───── Data lines ─────

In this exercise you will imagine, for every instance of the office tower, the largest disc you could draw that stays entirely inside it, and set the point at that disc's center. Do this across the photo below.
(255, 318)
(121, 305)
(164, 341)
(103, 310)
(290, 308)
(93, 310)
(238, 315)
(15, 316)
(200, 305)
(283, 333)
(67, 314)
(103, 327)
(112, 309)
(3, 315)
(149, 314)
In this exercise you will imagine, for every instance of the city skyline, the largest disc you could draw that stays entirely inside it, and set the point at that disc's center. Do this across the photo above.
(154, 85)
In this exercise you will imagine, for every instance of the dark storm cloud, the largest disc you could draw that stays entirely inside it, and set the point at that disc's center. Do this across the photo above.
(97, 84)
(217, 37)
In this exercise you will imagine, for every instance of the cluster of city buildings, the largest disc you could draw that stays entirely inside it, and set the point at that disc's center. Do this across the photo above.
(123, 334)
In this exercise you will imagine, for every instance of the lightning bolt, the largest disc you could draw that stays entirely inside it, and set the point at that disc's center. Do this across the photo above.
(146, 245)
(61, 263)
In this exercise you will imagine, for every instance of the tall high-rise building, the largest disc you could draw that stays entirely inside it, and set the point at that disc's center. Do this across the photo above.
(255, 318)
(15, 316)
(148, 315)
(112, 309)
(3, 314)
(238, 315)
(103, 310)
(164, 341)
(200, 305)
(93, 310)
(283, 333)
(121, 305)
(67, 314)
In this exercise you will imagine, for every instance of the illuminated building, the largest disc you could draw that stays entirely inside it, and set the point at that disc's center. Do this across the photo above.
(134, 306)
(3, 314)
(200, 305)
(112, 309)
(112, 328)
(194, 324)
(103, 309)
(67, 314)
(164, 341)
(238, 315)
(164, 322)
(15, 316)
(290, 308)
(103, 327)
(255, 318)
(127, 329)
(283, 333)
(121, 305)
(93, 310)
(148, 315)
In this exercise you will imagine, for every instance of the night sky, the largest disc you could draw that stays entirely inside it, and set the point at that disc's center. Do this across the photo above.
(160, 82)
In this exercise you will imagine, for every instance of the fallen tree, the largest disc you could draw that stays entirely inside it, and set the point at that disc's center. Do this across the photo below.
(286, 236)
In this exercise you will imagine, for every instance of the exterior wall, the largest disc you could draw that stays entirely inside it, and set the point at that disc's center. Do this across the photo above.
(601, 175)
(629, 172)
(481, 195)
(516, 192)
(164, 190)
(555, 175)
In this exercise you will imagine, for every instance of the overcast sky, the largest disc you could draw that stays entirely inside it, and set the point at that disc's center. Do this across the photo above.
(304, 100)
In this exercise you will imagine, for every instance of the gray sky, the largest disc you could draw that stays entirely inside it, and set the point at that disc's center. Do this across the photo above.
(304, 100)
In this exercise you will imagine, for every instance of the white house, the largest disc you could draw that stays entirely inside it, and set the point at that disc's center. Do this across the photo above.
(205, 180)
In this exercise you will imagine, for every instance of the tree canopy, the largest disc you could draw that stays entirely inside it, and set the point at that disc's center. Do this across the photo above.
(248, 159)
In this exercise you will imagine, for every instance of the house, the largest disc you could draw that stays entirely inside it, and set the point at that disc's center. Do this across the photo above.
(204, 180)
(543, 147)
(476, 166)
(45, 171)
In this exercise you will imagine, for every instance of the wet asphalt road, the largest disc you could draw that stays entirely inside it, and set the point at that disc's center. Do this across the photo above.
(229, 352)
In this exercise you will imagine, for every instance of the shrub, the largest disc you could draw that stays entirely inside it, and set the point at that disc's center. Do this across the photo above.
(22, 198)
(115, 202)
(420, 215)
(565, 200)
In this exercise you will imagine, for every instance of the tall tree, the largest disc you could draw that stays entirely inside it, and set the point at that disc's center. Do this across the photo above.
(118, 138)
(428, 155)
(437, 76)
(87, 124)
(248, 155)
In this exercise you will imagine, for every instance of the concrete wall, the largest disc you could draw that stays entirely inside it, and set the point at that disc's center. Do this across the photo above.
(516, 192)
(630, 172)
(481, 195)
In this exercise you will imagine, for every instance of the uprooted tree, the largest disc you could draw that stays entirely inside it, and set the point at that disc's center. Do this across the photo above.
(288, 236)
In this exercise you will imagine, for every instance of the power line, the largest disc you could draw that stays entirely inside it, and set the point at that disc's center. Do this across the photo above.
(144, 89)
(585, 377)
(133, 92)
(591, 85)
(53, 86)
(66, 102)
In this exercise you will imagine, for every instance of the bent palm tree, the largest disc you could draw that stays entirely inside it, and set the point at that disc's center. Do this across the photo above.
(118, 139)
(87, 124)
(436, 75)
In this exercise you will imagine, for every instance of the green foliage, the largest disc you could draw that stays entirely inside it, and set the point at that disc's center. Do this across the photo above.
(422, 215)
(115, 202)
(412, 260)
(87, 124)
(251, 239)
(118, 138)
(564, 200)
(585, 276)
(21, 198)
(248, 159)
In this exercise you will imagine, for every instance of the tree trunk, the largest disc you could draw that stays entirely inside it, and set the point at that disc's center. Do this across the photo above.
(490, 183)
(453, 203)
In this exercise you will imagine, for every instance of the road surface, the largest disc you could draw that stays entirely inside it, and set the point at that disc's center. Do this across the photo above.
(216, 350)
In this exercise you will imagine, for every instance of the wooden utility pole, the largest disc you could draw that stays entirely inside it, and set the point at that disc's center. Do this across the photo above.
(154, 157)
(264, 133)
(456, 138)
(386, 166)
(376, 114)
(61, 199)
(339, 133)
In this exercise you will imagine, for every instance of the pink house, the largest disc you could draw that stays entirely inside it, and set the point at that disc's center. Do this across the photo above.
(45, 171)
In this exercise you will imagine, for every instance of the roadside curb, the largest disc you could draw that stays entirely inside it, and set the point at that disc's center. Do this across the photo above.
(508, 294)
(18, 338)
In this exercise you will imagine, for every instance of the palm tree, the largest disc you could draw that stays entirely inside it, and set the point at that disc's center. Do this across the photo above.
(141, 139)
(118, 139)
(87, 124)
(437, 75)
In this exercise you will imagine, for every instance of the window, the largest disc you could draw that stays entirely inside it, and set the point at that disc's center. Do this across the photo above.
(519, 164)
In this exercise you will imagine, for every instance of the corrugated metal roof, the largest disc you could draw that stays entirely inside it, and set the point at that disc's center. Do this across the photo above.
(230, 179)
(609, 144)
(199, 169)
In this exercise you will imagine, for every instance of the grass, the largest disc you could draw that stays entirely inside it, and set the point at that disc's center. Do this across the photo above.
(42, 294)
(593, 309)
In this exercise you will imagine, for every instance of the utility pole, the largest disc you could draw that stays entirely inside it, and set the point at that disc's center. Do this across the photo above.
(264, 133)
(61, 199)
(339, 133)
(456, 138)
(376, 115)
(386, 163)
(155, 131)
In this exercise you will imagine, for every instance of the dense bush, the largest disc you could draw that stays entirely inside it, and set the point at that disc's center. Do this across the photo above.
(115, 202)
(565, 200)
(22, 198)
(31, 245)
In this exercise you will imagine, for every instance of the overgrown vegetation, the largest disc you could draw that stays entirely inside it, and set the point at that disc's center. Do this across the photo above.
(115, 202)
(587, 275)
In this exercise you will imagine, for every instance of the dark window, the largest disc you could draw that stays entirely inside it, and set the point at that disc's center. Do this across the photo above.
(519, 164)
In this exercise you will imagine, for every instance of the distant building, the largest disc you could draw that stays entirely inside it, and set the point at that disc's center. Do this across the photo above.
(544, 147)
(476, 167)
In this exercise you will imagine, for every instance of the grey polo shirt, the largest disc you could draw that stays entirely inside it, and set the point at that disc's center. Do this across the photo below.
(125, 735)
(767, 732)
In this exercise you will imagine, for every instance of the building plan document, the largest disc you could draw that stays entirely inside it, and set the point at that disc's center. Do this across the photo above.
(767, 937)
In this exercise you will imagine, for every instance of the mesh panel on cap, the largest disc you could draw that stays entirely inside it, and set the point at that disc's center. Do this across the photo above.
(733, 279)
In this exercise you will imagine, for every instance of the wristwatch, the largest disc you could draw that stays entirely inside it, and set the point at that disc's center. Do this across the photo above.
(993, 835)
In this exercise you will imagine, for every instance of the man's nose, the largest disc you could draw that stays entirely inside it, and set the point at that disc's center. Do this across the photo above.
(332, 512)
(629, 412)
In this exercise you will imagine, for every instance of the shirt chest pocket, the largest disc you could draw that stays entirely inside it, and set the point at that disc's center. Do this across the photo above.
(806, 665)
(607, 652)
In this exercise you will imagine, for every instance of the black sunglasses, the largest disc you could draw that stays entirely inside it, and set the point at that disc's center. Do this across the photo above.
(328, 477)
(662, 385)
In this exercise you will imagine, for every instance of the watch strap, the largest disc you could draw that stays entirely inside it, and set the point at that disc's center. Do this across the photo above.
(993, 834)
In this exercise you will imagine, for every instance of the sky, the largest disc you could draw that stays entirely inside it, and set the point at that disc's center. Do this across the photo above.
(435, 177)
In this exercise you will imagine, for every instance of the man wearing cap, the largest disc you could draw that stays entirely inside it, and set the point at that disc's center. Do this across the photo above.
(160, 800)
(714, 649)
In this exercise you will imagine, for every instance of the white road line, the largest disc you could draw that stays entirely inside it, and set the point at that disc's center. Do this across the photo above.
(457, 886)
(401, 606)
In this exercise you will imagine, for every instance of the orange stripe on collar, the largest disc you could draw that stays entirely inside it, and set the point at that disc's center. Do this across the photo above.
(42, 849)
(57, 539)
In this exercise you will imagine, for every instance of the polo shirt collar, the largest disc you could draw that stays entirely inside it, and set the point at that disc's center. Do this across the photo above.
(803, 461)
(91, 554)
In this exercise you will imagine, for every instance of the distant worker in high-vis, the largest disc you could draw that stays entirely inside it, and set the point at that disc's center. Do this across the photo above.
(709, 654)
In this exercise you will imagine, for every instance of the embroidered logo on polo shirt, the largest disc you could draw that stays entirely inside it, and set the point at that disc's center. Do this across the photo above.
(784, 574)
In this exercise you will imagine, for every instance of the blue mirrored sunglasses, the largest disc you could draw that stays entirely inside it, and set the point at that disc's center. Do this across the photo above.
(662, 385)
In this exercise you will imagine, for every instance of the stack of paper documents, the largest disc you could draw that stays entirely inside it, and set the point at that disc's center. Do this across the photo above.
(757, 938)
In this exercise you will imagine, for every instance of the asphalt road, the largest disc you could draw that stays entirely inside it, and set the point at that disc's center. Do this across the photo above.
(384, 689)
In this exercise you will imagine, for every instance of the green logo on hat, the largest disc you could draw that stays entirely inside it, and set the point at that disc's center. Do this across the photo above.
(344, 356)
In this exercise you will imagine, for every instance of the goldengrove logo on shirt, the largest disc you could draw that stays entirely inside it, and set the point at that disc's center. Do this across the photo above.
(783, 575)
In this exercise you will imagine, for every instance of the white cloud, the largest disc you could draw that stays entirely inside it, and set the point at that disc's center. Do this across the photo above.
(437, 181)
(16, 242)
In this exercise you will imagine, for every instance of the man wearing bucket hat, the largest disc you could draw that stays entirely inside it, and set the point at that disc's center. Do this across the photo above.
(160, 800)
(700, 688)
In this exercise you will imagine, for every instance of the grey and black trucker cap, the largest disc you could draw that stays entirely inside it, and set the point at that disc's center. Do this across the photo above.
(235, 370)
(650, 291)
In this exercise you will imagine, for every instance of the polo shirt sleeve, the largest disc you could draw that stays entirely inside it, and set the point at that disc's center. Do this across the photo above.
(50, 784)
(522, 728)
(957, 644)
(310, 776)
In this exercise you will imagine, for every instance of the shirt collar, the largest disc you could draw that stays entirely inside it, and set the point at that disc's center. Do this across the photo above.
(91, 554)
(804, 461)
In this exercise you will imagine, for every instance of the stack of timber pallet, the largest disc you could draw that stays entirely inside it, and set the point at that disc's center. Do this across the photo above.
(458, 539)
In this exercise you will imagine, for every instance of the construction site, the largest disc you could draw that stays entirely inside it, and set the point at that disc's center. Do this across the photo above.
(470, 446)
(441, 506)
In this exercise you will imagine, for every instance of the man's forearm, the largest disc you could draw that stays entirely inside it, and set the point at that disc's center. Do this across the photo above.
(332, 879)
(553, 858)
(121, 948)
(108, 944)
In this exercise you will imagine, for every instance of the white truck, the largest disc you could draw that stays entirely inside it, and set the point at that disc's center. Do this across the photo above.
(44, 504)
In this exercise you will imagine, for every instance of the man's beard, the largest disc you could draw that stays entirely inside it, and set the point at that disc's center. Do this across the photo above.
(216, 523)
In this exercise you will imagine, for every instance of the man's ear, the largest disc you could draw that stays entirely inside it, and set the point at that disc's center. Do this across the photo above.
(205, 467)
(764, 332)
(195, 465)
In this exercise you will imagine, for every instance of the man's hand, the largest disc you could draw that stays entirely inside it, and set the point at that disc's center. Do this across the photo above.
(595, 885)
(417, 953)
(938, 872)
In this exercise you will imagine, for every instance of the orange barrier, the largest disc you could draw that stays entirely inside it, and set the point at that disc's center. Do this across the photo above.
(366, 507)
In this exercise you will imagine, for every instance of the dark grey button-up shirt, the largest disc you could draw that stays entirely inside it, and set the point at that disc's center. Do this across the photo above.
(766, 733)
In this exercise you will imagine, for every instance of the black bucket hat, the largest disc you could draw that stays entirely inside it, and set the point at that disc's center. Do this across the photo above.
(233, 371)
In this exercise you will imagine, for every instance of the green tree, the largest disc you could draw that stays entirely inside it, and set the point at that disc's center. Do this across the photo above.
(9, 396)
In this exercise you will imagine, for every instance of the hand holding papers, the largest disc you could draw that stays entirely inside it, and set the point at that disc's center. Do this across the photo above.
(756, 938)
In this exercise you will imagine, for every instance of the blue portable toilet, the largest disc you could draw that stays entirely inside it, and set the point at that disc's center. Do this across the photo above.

─────

### Exercise
Starting at the line that contains "orange barrier, the", write out every line to the end of the entries, exactly as given.

### The solution
In this exercise you will imagine, for every instance of the orange barrier, the largest disc you could draw that stays entirely inside it, and set the point at that disc's center. Do this across the photo above.
(366, 507)
In this exercise you will imagine, for every instance of the dark grey button-up shirt, the largest disc you could draw that stays entirely inside it, and set the point at that disc's center. Do this across the photo above.
(766, 733)
In this exercise you will imagine, for every instance of the black bucket hat, the largest disc you could draw that stays entirely inside it, and set the point at that disc's center. Do this across the photo above.
(233, 371)
In this exercise you will imagine, for every instance of the green tree, the largest disc you could draw that stays entirely inside it, and set the point at that disc's center. Do this across the photo above.
(9, 396)
In this exercise you will imagine, for every instance of the hand holding papers, the largest disc you could draw that stays entirely inside it, and set the point at that disc's center. Do this across the photo above.
(756, 938)
In this exercise you will imagine, for every instance of the blue portable toilet, the largest disc you could draw that stays entirely inside it, and set the point at that disc's center. Do this across the photo above.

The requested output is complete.